How should eclipse be organized in the ports tree?
Vizion
vizion at vizion.occoxmail.com
Wed Aug 31 22:05:13 GMT 2005
On Wednesday 31 August 2005 13:04, the author Panagiotis Astithas contributed
to the dialogue on-
Re: How should eclipse be organized in the ports tree?:
>Vizion wrote:
>> On Wednesday 31 August 2005 01:16, the author Panagiotis Astithas
<snip>.
>
>Wait a minute... you mean do something like symlink
>/usr/local/eclipse/plugins to /usr/ports/eclipse/plugins? And instead of
>downloading the plugin artifacts as usual (make fetch), get
>portsnap/cvsup to do it for you? I hope you don't really mean that,
>since that would just impose the bloat of eclipse jar files on everyone,
>everywhere with a ports collection ("You want eclipse-foo-plugin? No?
>Tough, you _will_ get it anyway on your next portsnap/cvsup!")
No that would crazy -- I am suggeestuing we have a *.jar files in
the /usr/ports/eclipseplugins that gets the files from somewhere in
ports/fidtfiles (sorry I thought that had been made clear much earlier in
this dialogue.
>
>>>Furthermore, you describe the need to create an eclipse plugin that
>>>lists the available plugins as FreeBSD ports and lets the user install
>>>one and register it as a regular system package. How is this better than
>>>eclipse's own plugin management method?
>>
>> Currently plugins are scattered on different internet sites. The majority
>> are open source with no restrictions on redistribution if they are
>> unmodified. By bringing them together in one place we provide not only
>>
>>>I would go even further and ask
>>>why do you need FreeBSD-specific ports for most plugins? Why not simply
>>>install it via the internal GUI and be done with it? That way you get
>>>the usual Eclipse experience you see in other platforms. I am actually
>>>doing this myself and quite like it, to be honest. The tradeoff is that
>>>you get files under $PREFIX/eclipse that are not recorded in some
>>>package, but I'm OK with that.
>>
>> That is fine for single user but where you have multiple users you need to
>> be able to have a single system to ensure the whole team are using the
>> same plugin version. Freebsd offers a huge advantage in the its ports
>> mechanism for update and control of ports. I see the pluginloader provider
>> another gui into the package system.
>>
>>>But consider this: you propose to create
>>>a new FreeBSD-specific plugin for eclipse, reorganize the ports tree,
>>
>> I see no reason to reorganize the ports tree. The only drawback seems to
>> be a quasi-religious objection to making eclipse a category in the ports
>> tree.
>>
>>>and change every existing eclipse plugin (to fit in the new scheme)
>>
>> I have read what is available and as far as I can see there is the
>> potential to do this without changing the vast majority of plugins that
>> have not yet been incorprated in the ports tree.
>>
>>>in
>>>exchange for what? The registration in packages of every plugin _and_ a
>>>GUI plugin manager? When you could get either of those with the current
>>>system? Does the amount of effort needed, justify the gain?
>>
>> Yes we get a rapid integration into the ports tree of all the eclipse
>> plugins.
>>
>>>Let me state this once more, there is no eclipse-supported platform
>>>currently that provides what you propose. Therefore it cannot be
>>>considered a disadvantage for FreeBSD, either.

**Supplied entries**

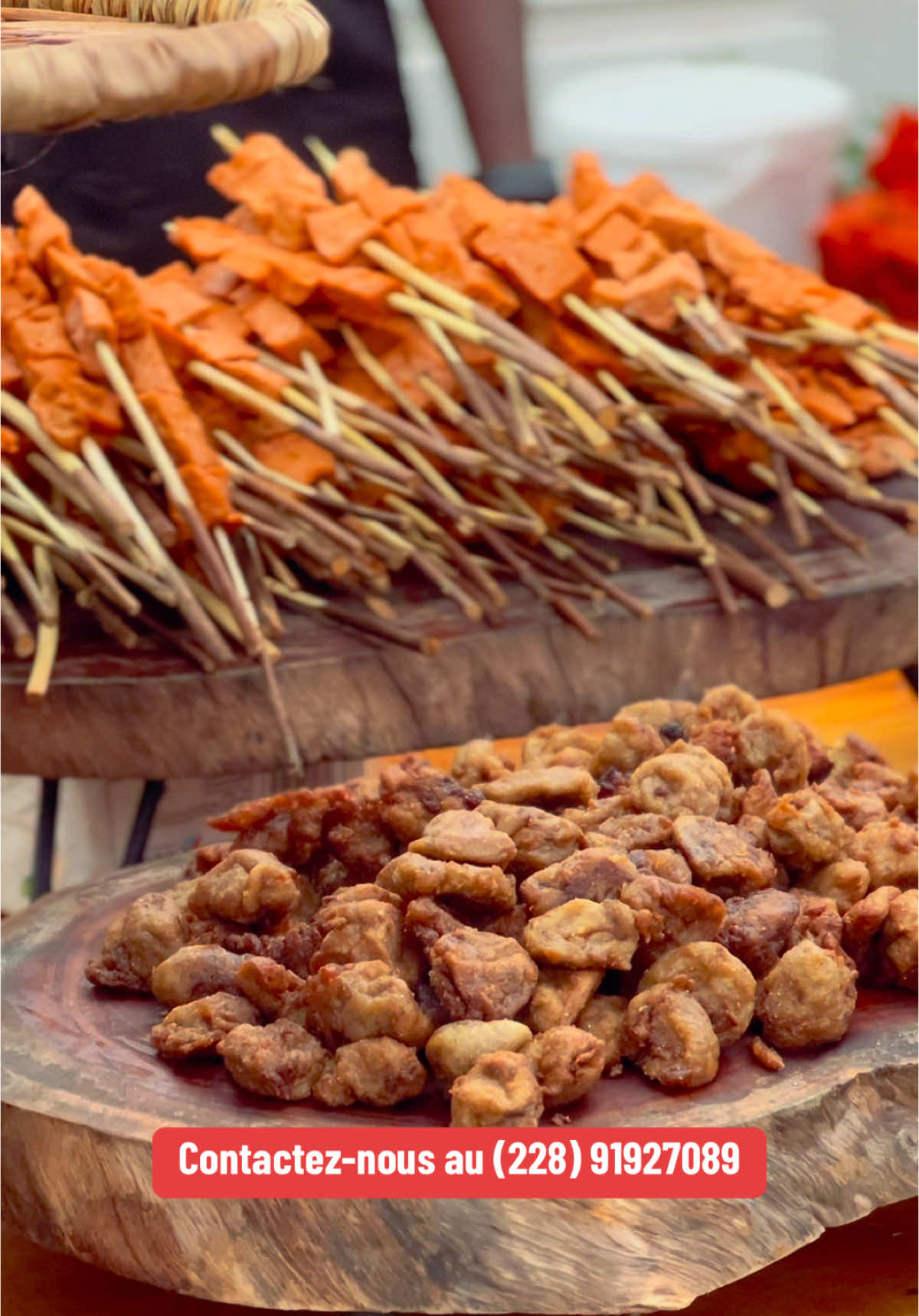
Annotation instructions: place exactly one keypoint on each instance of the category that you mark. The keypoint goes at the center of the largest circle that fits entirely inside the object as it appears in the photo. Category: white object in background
(569, 38)
(756, 146)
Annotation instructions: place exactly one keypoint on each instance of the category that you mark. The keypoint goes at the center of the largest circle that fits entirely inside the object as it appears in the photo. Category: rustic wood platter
(119, 716)
(83, 1094)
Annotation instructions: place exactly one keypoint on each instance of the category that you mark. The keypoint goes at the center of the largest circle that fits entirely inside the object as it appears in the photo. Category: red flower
(895, 164)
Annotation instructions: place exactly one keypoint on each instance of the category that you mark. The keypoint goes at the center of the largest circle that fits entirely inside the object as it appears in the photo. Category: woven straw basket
(69, 64)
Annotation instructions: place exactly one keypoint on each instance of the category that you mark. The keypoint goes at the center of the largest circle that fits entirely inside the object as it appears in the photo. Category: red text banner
(352, 1162)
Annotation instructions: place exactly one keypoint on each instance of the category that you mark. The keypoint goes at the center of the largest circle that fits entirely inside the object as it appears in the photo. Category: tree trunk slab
(120, 715)
(83, 1094)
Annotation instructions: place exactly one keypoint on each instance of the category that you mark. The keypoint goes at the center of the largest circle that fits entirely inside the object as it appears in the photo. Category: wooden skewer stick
(73, 538)
(49, 631)
(258, 649)
(816, 510)
(197, 618)
(41, 604)
(790, 505)
(805, 583)
(20, 632)
(257, 402)
(153, 585)
(175, 486)
(752, 578)
(900, 397)
(67, 463)
(371, 624)
(87, 598)
(261, 596)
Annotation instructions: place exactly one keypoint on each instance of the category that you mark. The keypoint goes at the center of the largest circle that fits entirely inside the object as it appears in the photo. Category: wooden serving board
(83, 1094)
(123, 715)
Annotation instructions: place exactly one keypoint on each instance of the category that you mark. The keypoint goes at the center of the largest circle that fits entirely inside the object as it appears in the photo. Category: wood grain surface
(119, 716)
(83, 1092)
(864, 1269)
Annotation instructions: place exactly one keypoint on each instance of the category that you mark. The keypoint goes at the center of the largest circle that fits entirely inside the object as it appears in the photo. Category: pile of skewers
(353, 380)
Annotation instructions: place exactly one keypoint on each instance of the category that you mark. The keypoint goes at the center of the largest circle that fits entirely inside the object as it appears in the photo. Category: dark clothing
(117, 185)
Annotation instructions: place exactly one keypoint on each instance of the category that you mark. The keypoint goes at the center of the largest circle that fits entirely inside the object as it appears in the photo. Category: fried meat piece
(661, 864)
(481, 975)
(194, 971)
(855, 807)
(767, 1056)
(723, 986)
(723, 860)
(639, 831)
(669, 1036)
(593, 874)
(195, 1027)
(672, 913)
(465, 838)
(352, 1002)
(206, 857)
(293, 948)
(661, 712)
(757, 928)
(593, 818)
(560, 997)
(454, 1048)
(479, 761)
(626, 744)
(349, 895)
(773, 741)
(499, 1091)
(843, 880)
(893, 789)
(584, 935)
(287, 825)
(280, 1060)
(728, 703)
(412, 792)
(149, 931)
(375, 1072)
(567, 1063)
(818, 920)
(427, 922)
(889, 852)
(560, 746)
(807, 999)
(274, 990)
(806, 832)
(721, 740)
(604, 1017)
(552, 789)
(898, 941)
(357, 931)
(412, 875)
(540, 838)
(862, 931)
(245, 887)
(684, 779)
(353, 833)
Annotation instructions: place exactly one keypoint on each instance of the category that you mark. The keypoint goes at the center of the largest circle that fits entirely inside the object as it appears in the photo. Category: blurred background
(869, 47)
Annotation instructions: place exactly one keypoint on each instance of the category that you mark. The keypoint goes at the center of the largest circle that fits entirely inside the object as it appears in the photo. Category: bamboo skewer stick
(86, 598)
(18, 629)
(802, 580)
(74, 540)
(41, 604)
(49, 628)
(197, 618)
(67, 463)
(153, 585)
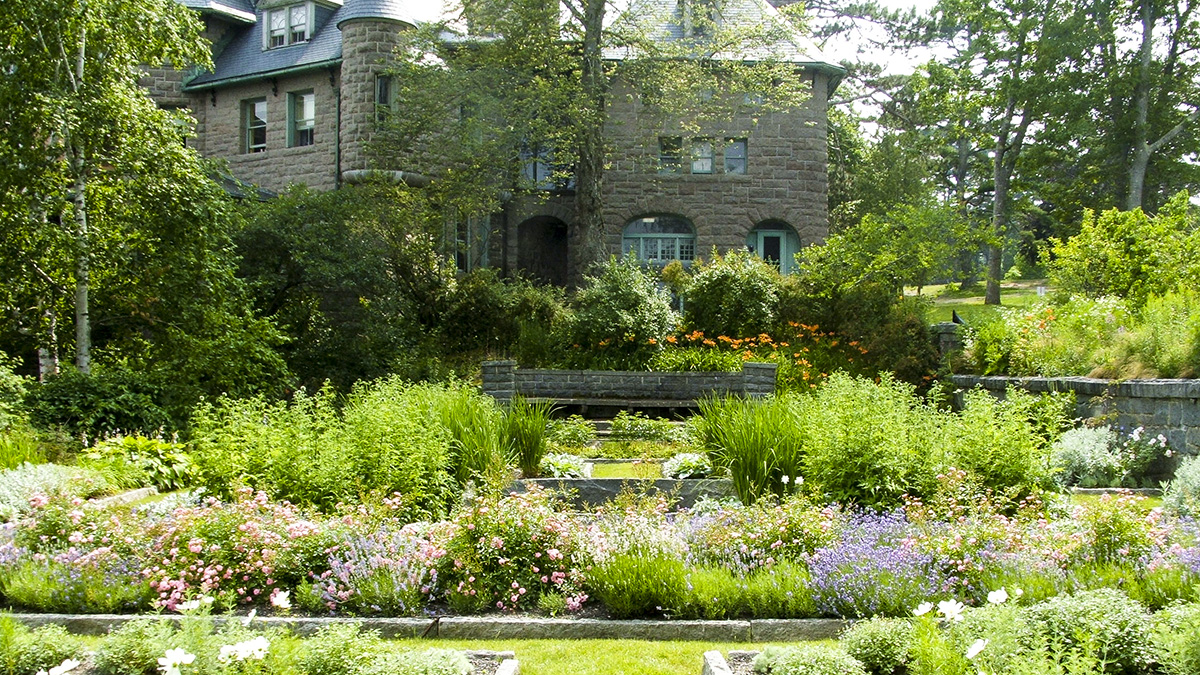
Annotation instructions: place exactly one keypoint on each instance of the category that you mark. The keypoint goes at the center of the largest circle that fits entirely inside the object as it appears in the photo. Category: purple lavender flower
(874, 569)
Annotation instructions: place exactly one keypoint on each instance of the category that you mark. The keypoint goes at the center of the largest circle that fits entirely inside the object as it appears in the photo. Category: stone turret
(371, 30)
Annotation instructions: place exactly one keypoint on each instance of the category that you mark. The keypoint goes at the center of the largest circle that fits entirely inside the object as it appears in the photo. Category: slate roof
(238, 10)
(394, 10)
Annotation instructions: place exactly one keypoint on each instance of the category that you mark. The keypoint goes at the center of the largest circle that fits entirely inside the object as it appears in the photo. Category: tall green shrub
(312, 454)
(621, 320)
(736, 294)
(1129, 255)
(871, 442)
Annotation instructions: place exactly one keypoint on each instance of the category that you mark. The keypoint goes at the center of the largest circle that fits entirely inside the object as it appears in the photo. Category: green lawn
(969, 304)
(597, 657)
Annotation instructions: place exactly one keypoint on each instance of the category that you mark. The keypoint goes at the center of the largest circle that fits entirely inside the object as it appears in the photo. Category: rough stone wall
(220, 132)
(166, 85)
(786, 178)
(366, 48)
(1170, 407)
(502, 381)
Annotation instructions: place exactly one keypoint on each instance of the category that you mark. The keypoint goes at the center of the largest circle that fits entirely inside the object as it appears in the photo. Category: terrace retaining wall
(1170, 407)
(504, 380)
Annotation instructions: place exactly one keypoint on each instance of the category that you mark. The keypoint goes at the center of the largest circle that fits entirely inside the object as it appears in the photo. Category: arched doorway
(541, 250)
(777, 243)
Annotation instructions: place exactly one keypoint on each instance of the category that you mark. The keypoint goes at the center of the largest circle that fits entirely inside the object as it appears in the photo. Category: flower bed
(521, 553)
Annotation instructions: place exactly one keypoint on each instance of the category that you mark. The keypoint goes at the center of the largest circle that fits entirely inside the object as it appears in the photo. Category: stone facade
(219, 115)
(785, 183)
(1170, 407)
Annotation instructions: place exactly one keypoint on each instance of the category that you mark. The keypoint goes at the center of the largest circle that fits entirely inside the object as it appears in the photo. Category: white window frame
(663, 246)
(282, 25)
(671, 154)
(702, 155)
(301, 125)
(252, 123)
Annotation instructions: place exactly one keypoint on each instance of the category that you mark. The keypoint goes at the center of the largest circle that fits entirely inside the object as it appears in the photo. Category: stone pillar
(759, 378)
(946, 338)
(499, 380)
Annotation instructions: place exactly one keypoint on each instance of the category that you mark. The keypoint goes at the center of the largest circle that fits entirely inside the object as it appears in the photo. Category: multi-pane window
(383, 96)
(287, 25)
(298, 24)
(253, 125)
(670, 154)
(736, 155)
(301, 118)
(702, 155)
(660, 239)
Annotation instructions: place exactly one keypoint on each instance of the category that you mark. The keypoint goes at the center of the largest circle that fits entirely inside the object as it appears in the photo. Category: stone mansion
(293, 97)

**Exercise**
Copy the eclipse ports message from "No that would" up to and including "plugin management method?", swapping "dialogue" for "thread". The rows have no connection to the eclipse ports message.

**Worked solution**
No that would crazy -- I am suggeestuing we have a *.jar files in
the /usr/ports/eclipseplugins that gets the files from somewhere in
ports/fidtfiles (sorry I thought that had been made clear much earlier in
this thread.
>
>>>Furthermore, you describe the need to create an eclipse plugin that
>>>lists the available plugins as FreeBSD ports and lets the user install
>>>one and register it as a regular system package. How is this better than
>>>eclipse's own plugin management method?